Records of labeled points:

···

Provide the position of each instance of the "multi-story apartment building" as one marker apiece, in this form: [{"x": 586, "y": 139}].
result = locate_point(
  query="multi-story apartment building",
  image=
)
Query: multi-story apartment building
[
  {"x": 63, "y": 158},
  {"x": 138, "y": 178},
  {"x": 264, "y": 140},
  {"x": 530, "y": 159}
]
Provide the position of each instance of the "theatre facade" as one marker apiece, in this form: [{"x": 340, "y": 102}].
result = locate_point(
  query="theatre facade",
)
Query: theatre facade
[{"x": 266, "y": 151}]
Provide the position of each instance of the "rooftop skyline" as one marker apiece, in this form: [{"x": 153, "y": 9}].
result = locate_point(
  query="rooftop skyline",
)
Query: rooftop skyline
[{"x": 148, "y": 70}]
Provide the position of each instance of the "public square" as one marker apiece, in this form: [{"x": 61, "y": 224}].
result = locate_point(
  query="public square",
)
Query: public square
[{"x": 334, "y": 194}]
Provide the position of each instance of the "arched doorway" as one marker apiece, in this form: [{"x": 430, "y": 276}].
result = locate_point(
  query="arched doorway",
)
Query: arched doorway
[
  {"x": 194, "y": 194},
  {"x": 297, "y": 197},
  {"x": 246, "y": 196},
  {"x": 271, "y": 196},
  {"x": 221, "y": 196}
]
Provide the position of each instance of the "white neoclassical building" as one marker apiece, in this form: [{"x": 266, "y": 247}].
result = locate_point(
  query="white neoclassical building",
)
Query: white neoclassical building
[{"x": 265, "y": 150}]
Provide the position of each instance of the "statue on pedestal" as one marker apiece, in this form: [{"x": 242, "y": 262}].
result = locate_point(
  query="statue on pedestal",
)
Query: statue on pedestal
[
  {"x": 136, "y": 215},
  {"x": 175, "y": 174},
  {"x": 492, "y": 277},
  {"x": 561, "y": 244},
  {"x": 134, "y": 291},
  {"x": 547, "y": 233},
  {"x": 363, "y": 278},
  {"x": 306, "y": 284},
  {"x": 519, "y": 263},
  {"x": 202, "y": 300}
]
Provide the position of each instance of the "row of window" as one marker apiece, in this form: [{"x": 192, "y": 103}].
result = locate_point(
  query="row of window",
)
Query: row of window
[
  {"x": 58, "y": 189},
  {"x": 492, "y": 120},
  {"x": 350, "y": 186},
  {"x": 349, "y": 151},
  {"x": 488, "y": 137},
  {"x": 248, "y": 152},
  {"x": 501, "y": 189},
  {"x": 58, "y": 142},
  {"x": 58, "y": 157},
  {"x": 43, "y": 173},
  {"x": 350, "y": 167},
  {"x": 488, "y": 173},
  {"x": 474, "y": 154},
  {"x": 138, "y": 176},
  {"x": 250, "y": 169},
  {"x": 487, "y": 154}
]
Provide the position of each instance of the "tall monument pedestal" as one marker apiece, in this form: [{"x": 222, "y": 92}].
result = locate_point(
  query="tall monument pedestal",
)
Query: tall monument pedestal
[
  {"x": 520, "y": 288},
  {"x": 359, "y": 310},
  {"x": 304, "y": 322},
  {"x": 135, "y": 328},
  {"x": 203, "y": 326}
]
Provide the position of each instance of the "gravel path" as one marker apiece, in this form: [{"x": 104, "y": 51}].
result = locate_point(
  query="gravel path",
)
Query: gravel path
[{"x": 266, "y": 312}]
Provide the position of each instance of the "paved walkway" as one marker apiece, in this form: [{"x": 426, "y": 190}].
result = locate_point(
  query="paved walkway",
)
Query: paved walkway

···

Produce an exact copy of the whole listing.

▶ Task answer:
Provide the position of each instance of the "multi-story apartment building" as one marker apiece, in this form: [{"x": 586, "y": 139}].
result = locate_point(
  query="multi-story apartment building",
  image=
)
Query: multi-story apartment building
[
  {"x": 63, "y": 158},
  {"x": 138, "y": 178},
  {"x": 264, "y": 140},
  {"x": 530, "y": 159}
]
Provide the position of each instance of the "theatre facade" as one marker apiece, in this form: [{"x": 340, "y": 102}].
result = locate_point(
  query="theatre facade",
)
Query: theatre facade
[{"x": 266, "y": 151}]
Provide the position of each instance of the "rooftop skyline" as one marker apiece, in this form: [{"x": 153, "y": 9}].
result = locate_point(
  query="rooftop skyline",
)
Query: rooftop skyline
[{"x": 148, "y": 70}]
Provide the position of each instance of the "public square" as one marker apiece, in this form: [{"x": 61, "y": 224}].
result = locate_point(
  query="public square",
)
Query: public square
[{"x": 334, "y": 194}]
Provide the position of each instance of the "arched doorway" as one marker apiece, in this form: [{"x": 430, "y": 276}].
result = locate_point(
  query="arched doorway",
)
Query: arched doorway
[
  {"x": 194, "y": 194},
  {"x": 297, "y": 197},
  {"x": 246, "y": 196},
  {"x": 271, "y": 196},
  {"x": 221, "y": 196}
]
Provide the position of each instance of the "white neoclassical building" as one marker apiece, in this form: [{"x": 266, "y": 247}].
result = locate_point(
  query="white neoclassical building",
)
Query: white neoclassical building
[{"x": 265, "y": 150}]
Provide the position of each instance of the "statue on pedestal" as one marker apiece, in this form: [{"x": 242, "y": 262}].
result = locate_point(
  query="statue on pedestal",
)
Query: statue on pedestal
[
  {"x": 136, "y": 215},
  {"x": 175, "y": 174},
  {"x": 492, "y": 277},
  {"x": 561, "y": 244},
  {"x": 134, "y": 291},
  {"x": 547, "y": 233},
  {"x": 363, "y": 278},
  {"x": 306, "y": 284},
  {"x": 519, "y": 263},
  {"x": 202, "y": 300}
]
Provide the position of each instance of the "row of window" as one marker apiece, in this form: [{"x": 192, "y": 103}].
result = locate_point(
  query="row of window",
)
Query: row of window
[
  {"x": 58, "y": 189},
  {"x": 492, "y": 120},
  {"x": 350, "y": 186},
  {"x": 349, "y": 151},
  {"x": 488, "y": 137},
  {"x": 248, "y": 152},
  {"x": 501, "y": 189},
  {"x": 58, "y": 142},
  {"x": 58, "y": 157},
  {"x": 43, "y": 173},
  {"x": 350, "y": 167},
  {"x": 488, "y": 173},
  {"x": 474, "y": 154},
  {"x": 138, "y": 176},
  {"x": 250, "y": 169},
  {"x": 487, "y": 154}
]
Provide the position of each instance of the "tall monument pedestal" as one marker apiece, in this form: [{"x": 222, "y": 92}].
result = locate_point(
  query="tall monument pedestal",
)
Query: tall monument pedestal
[
  {"x": 520, "y": 288},
  {"x": 359, "y": 310},
  {"x": 304, "y": 322},
  {"x": 135, "y": 328},
  {"x": 203, "y": 326}
]
Provide the position of each instance of the "gravel path" as one marker apiece, in this form: [{"x": 104, "y": 51}].
result = locate_point(
  query="gravel path",
)
Query: gravel path
[{"x": 266, "y": 312}]
Provide the position of each instance of the "paved walkway" as one marker apiece, in this form: [{"x": 426, "y": 190}].
result = locate_point(
  query="paved walkway",
)
Query: paved walkway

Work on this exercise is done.